Pour la plupart d’entre eux, l’une de ces pratiques précède l’autre, mais il n’en va pas toujours ainsi. De l’autre côté de l’Atlantique, par exemple, Wright Morris présente cette notable singularité d’avoir investi l’écriture littéraire et la photographie à peu près au même moment de son parcours. Auteur célébré en Amérique du Nord, moins connu en France bien qu’il ait été traduit chez Gallimard, Morris est l’auteur d’une œuvre littéraire, essayistique et romanesque, placée, notamment sous le signe du Middwest et ses paysages, naturels ou non.

Son travail photographique avait déjà préalablement retenu l’attention. Dès 1975, il se voit consacrer, à Lincoln (Nebrasaka), une première exposition : Structures and Artifacts. Photographs 1933-1954. En 1992, il fait encore l’objet d’une exposition (Origin of a species) au Museum of Moder Art de San Francisco cette fois. Intitulée, Wright Morris, l’essence du visible, celle organisée en 2019 à la Fondation Henri Cartier-Bresson contribuera certainement à une meilleure connaissance de son travail en Europe.

Centrée sur son œuvre photographique, cette exposition proposée par Agnès Sire adopte un angle de vue qui permet, avec beaucoup d’intelligence, de découvrir (ou de redécouvrir) les usages livresques de ses photographies par l’écrivain.

 

Documenter une quotidienneté

Le parti pris de cette exposition consiste à décliner le parcours selon une double perspective. Deux types de documents sont livrés à l’attention des visiteurs : d’une part, des tirages photographiques, d’autre part leur usage auquel s’est livré Morris dans trois livres – à quoi se conjuguent un ensemble de considérations de l’auteur sur sa pratique. Dans cette optique, l’exposition invite un parcours qui tourne autour d’un noyau livresque, tout en ménageant une multitude de chemins de traverses possibles. La scénographie favorise ainsi une appréhension plurielle d’une œuvre qui elle-même est à multiples entrées.

L’exposition présente un nombre conséquent de tirages d’époque, dont la réalisation a été effectuée sous la supervision du photographe. Ces clichés montrent un univers précis, celui dans lequel Morris a vécu et grandi. Il s’agit pour l’essentiel d’environnements ruraux ou de villes de moyenne importance, le plus souvent vidés de toute présence humaine. L’incarnation la plus frappante et récurrente de cette inclination à la figuration d’une absence, réside dans le nombre conséquent de chaises ou de sièges de différents types (banc, fauteuil de barbier…) que ces images donnent à voir.

#### Entrées extraites:
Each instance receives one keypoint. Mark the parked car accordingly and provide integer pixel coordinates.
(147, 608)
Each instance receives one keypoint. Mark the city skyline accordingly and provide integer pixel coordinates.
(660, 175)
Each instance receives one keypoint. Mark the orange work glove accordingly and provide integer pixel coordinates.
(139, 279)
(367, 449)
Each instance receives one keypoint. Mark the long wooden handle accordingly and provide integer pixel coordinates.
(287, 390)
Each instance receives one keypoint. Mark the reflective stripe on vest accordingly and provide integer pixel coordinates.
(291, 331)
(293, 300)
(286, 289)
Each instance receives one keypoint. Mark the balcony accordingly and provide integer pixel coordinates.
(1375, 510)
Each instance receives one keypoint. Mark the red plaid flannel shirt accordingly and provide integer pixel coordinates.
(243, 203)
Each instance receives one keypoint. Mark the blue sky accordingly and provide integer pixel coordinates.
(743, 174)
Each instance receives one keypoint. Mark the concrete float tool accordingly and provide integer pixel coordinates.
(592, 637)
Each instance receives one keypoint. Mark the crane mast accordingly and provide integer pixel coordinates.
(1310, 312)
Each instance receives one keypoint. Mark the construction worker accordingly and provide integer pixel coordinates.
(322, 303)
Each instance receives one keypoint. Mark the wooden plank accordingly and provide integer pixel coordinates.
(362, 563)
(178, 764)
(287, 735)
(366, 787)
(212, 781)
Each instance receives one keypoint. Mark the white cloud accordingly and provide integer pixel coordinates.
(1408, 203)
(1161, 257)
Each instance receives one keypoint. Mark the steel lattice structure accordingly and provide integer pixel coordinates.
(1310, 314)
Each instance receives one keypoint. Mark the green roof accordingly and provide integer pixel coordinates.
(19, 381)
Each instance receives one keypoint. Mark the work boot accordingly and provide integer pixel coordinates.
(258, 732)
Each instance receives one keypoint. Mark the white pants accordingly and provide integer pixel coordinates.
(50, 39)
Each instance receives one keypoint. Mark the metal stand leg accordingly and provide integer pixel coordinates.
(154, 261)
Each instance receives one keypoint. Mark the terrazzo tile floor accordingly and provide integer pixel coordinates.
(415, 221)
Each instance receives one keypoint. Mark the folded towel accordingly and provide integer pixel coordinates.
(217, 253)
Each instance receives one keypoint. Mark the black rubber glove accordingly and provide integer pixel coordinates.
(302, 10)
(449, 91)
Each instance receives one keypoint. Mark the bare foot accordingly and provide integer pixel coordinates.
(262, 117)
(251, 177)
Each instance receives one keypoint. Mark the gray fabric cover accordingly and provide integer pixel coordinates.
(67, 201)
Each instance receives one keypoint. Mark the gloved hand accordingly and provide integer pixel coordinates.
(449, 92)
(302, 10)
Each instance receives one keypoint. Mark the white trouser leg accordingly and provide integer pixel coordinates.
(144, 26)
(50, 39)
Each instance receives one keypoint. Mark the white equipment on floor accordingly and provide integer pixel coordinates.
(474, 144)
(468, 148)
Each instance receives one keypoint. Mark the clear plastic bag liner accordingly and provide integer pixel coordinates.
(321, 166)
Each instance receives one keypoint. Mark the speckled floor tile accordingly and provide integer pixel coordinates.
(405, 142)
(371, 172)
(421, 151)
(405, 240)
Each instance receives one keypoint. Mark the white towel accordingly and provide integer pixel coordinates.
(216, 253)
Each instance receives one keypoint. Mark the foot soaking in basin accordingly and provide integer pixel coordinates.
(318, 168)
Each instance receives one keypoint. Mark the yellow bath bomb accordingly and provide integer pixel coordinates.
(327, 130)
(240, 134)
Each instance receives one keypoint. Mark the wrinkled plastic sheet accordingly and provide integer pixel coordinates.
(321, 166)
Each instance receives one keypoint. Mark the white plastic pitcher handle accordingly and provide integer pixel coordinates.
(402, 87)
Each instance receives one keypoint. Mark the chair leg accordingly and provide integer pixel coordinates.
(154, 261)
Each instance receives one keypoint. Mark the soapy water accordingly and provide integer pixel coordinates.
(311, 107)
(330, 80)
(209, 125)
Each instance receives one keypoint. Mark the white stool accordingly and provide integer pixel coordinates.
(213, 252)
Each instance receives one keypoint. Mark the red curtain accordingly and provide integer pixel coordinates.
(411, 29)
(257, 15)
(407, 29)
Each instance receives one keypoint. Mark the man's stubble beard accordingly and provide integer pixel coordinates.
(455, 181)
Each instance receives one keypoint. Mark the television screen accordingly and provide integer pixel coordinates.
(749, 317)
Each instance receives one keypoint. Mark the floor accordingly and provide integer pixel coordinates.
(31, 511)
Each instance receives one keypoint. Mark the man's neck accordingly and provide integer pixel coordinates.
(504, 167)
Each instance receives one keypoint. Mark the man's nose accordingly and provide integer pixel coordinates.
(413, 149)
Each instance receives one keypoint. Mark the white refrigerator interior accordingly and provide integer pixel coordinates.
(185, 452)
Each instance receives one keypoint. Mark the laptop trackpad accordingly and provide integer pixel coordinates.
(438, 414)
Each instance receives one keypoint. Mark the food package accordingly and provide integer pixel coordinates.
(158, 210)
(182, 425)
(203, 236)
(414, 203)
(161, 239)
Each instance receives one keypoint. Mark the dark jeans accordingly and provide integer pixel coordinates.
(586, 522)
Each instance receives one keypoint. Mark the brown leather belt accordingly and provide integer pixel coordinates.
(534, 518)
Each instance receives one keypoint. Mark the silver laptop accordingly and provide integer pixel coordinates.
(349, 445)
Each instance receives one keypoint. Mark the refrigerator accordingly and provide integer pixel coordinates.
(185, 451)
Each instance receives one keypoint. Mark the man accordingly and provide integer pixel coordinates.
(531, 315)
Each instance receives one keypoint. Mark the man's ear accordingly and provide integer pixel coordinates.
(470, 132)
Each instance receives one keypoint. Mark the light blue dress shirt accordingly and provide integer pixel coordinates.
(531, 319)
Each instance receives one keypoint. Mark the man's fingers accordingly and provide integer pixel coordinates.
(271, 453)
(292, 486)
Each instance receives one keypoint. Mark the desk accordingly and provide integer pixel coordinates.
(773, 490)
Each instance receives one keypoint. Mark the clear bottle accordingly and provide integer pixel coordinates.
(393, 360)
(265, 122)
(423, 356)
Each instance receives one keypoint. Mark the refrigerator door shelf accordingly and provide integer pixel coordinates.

#### Énoncé:
Répondez aux questions suivantes à partir du document sur Wright Morris.
(a) Dans quel lieu s'est tenue l'exposition de 2019 intitulée « Wright Morris, l'essence du visible » ?
(b) Par qui cette exposition a-t-elle été proposée ?
(c) Dans combien de livres l'exposition montre-t-elle l'usage que Morris a fait de ses photographies ?

#### Solution:
(a) À la Fondation Henri Cartier-Bresson.
(b) Par Agnès Sire.
(c) Dans trois livres.